> _What is being asked_: Rewrite the material below, replacing every occurrence of "pointer" with "locator" and changing nothing else.

> _Data for the task_:
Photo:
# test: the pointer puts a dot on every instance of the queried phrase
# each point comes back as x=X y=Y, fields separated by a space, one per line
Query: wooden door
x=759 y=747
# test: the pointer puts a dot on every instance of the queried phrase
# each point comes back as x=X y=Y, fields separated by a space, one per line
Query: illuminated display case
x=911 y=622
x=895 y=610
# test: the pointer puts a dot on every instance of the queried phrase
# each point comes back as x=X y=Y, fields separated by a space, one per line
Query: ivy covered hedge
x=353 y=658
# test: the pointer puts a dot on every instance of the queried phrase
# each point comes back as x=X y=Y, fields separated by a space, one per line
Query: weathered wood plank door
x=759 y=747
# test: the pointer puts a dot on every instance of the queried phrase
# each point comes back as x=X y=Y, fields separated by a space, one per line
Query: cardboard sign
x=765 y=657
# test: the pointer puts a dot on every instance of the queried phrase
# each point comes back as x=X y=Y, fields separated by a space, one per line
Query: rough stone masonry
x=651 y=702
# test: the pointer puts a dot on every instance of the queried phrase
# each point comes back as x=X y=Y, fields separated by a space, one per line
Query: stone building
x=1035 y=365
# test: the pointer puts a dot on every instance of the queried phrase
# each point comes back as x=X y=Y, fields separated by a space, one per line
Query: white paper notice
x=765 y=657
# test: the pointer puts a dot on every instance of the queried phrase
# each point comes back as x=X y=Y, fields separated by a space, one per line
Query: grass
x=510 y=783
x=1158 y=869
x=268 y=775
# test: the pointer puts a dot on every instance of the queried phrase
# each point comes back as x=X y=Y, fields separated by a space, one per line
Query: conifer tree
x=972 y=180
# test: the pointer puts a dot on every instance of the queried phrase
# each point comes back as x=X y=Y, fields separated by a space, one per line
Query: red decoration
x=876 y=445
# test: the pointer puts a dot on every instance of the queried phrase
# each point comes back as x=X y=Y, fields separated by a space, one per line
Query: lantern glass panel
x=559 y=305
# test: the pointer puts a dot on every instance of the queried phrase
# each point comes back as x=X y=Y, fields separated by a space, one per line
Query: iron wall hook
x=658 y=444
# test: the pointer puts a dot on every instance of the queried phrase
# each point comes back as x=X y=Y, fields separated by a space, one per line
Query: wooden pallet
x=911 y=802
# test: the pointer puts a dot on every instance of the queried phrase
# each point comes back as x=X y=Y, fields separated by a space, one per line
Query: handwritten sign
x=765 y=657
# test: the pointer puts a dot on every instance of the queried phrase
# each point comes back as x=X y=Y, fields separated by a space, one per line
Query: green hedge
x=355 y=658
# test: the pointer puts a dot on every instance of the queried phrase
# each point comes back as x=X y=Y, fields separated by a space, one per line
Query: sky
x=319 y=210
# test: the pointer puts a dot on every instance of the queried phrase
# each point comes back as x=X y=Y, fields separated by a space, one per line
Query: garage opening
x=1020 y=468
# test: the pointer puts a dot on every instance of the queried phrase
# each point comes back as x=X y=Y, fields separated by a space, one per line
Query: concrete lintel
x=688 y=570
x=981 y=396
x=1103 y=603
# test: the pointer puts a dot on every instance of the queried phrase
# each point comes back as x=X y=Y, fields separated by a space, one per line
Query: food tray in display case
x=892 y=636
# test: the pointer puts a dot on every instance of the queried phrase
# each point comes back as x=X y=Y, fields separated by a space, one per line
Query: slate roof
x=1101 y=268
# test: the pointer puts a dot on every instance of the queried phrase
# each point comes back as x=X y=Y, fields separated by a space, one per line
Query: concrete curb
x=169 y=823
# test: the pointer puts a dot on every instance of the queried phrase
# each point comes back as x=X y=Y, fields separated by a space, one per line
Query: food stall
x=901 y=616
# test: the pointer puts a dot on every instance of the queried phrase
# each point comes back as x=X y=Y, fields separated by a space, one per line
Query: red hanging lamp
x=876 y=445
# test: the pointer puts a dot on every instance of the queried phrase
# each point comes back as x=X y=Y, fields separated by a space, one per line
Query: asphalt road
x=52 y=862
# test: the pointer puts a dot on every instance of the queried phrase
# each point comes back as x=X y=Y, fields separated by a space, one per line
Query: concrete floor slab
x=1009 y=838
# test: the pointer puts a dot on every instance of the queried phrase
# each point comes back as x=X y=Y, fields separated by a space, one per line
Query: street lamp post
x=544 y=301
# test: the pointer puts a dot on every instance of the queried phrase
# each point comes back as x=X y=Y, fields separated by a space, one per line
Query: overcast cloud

> _Written response_:
Photo:
# test: the locator puts a dot on every instance of the queried phrase
# each point comes back as x=X y=Y, fields separated by a space, one per line
Query: wooden door
x=759 y=747
# test: the locator puts a dot on every instance of the queried phrase
# each point comes back as x=X y=Y, fields separated by a space, one per line
Query: illuminated display case
x=911 y=622
x=895 y=610
# test: the locator puts a dot on every instance of the queried phrase
# each point comes back as x=X y=Y, fields separated by a space, one per line
Query: ivy covered hedge
x=353 y=658
# test: the locator puts a dot on every instance of the queried phrase
# each point comes back as x=X y=Y, fields separated by a space, one per line
Query: weathered wood plank door
x=759 y=747
# test: the locator puts a dot on every instance of the queried phrase
# each point comes back as x=X y=Y, fields separated by a space, one per line
Query: cardboard sign
x=765 y=657
# test: the locator puts a dot on every instance of the queried phrase
# each point comes back as x=X y=Y, fields separated by a space, one per line
Query: rough stone masonry
x=651 y=702
# test: the locator puts a dot on every instance of the queried phrase
# each point comes back as x=X y=Y, fields separated by a space, one per line
Query: stone building
x=1035 y=365
# test: the locator puts a dot on every instance of the queried phrase
# each point comes back as x=X y=Y, fields separated by a space, one per line
Query: white paper notice
x=765 y=657
# test: the locator puts a dot on every instance of the queried phrase
# each point comes back as x=X y=Y, fields separated by a space, one per line
Query: grass
x=510 y=783
x=1158 y=869
x=268 y=775
# test: the locator puts a dot on every instance of the queried phrase
# each point comes back as x=X y=Y, fields separated by a space, one per line
Query: conifer tree
x=972 y=180
# test: the locator puts a dot on every instance of the queried phrase
# each point comes back as x=X y=Y, fields separated by a space, one per line
Query: red decoration
x=876 y=445
# test: the locator puts a dot on every instance of the queried phrase
# each point comes back as x=X y=Y, fields separated by a space, one per line
Query: lantern glass panel
x=559 y=305
# test: the locator puts a dot on every instance of the queried phrase
# each point comes back as x=X y=Y, fields separated by a space, one per line
Query: iron wall hook
x=658 y=444
# test: the locator puts a dot on every instance of the queried phrase
# each point comes back as x=X y=Y, fields separated by a space, one per line
Query: wooden pallet
x=911 y=802
# test: the locator puts a dot on every instance of the queried phrase
# each point comes back as x=X y=Y, fields separated by a space, one per line
Query: handwritten sign
x=765 y=657
# test: the locator puts a dot on every instance of the queried phrase
# each point comes back as x=X y=Y, fields separated by a space, one per line
Query: green hedge
x=355 y=658
# test: the locator puts a dot on every instance of the queried phrase
# each point comes back as x=X y=Y, fields separated by a space, one per line
Query: sky
x=319 y=210
# test: the locator puts a dot on every instance of the queried phrase
# each point comes back as x=X y=Y, fields separated by a space, one per line
Query: garage opening
x=1020 y=468
# test: the locator puts a dot on every instance of the queried phrase
# each point comes back as x=X y=Y, fields separated by a space, one per line
Query: concrete lintel
x=688 y=570
x=981 y=396
x=1103 y=603
# test: the locator puts a dot on every instance of the queried phrase
# each point comes back as x=X y=Y, fields separated by a space, one per line
Query: food tray in display case
x=892 y=636
# test: the locator puts a dot on every instance of the queried phrase
# each point comes back as x=X y=Y, fields separated by a space, one per line
Query: slate roof
x=1101 y=268
# test: the locator puts a dot on every instance of the queried phrase
# each point comes back as x=X y=Y, fields separated by a space, one per line
Query: concrete curb
x=169 y=823
# test: the locator puts a dot on every instance of the queried phrase
# each point comes back as x=X y=Y, fields separated by a space, one per line
Query: food stall
x=901 y=616
# test: the locator puts a dot on every instance of the queried phrase
# each point comes back as x=X y=Y, fields separated by a space, one per line
Query: red hanging lamp
x=876 y=445
# test: the locator puts a dot on every instance of the queried phrase
# each point comes back as x=X y=Y, fields separated by a space, one per line
Query: asphalt road
x=52 y=862
# test: the locator puts a dot on every instance of the queried phrase
# each point comes back as x=X y=Y, fields separated by a space, one per line
Query: concrete floor slab
x=1009 y=838
# test: the locator puts a dot on every instance of the queried phrase
# each point comes back as x=X y=Y, fields separated by a space, one per line
Query: street lamp post
x=544 y=301
# test: the locator puts a dot on every instance of the queried phrase
# each point comes back as x=X y=Y, fields separated by a space, one per line
Query: overcast cloud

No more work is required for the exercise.